Please repeat, from the entries that follow, the lines from the one containing "Could you point at the grassy" through the one containing "Could you point at the limestone" exactly, adding nothing.

======== DATA PROVIDED ========

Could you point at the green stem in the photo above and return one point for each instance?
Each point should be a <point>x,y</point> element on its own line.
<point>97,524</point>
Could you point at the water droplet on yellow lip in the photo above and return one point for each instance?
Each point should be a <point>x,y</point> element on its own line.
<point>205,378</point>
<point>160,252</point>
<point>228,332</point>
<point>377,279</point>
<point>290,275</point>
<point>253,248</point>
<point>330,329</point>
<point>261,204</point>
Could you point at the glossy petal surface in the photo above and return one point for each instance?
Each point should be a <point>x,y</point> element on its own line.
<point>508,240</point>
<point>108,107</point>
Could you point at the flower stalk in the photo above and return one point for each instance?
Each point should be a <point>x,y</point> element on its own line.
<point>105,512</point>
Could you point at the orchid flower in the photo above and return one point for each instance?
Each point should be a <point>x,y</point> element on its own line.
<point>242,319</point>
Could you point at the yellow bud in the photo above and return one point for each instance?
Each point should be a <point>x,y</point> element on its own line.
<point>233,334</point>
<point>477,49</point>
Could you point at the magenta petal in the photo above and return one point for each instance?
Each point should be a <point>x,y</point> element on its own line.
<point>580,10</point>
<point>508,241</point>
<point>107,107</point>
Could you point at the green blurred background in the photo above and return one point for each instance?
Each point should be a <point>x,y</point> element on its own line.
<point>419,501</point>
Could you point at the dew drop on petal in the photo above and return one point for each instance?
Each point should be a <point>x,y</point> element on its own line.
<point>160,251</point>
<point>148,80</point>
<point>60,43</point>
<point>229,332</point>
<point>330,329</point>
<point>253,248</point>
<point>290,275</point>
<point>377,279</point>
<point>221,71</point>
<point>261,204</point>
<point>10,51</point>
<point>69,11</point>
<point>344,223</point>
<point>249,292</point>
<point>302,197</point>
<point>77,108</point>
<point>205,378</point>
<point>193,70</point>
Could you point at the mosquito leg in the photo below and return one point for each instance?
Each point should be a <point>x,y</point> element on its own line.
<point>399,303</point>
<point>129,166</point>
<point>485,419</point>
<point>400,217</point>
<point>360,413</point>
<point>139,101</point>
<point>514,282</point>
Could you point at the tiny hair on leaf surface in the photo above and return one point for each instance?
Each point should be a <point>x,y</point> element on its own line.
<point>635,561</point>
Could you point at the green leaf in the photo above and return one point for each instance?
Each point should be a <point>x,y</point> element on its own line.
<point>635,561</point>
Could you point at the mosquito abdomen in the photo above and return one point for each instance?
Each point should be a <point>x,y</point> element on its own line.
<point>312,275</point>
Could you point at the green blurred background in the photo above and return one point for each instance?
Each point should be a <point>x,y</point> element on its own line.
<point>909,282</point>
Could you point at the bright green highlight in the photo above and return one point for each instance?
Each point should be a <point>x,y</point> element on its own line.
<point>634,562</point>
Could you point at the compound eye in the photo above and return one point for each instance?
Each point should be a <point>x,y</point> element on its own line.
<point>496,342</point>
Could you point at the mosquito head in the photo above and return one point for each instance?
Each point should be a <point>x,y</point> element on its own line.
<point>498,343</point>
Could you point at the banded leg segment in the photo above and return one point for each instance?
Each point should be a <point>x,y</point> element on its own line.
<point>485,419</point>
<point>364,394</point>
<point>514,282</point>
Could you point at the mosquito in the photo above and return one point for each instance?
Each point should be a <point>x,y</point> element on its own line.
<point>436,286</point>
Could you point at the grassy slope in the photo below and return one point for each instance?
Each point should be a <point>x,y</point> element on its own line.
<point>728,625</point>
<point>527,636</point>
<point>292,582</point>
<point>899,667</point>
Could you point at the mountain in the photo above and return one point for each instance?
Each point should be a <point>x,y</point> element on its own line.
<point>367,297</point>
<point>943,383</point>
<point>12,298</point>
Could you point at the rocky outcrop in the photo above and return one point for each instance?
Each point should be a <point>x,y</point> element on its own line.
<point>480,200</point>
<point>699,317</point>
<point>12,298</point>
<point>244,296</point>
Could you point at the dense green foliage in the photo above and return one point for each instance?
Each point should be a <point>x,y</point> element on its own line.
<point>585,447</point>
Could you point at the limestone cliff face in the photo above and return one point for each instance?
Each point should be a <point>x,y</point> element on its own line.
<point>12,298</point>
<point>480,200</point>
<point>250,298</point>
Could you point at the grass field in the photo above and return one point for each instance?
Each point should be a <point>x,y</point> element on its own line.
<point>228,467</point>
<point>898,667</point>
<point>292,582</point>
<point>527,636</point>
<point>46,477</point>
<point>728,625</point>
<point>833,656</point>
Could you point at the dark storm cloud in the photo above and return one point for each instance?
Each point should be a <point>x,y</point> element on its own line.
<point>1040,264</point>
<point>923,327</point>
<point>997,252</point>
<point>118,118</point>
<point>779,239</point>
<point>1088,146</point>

========

■ YOUR SOLUTION ■
Could you point at the grassy slope in the photo below and return one point for each instance?
Each point should be a <point>x,y</point> element on its own line.
<point>728,625</point>
<point>527,636</point>
<point>292,582</point>
<point>899,667</point>
Could you point at the mountain in the photo above and return one point for each instance?
Each point should be a <point>x,y</point> element on its own line.
<point>367,297</point>
<point>943,383</point>
<point>12,298</point>
Could you point at the rocky outcrop in the photo above and return one point for each instance?
Each point should be a <point>x,y</point> element on its own line.
<point>480,200</point>
<point>699,317</point>
<point>12,298</point>
<point>244,296</point>
Could you point at the dense green foliage in the photo above and return one point for each instance?
Each point should be a <point>x,y</point> element on its own line.
<point>585,447</point>
Could you point at the limestone cliff face in the photo above and return one point for each instance?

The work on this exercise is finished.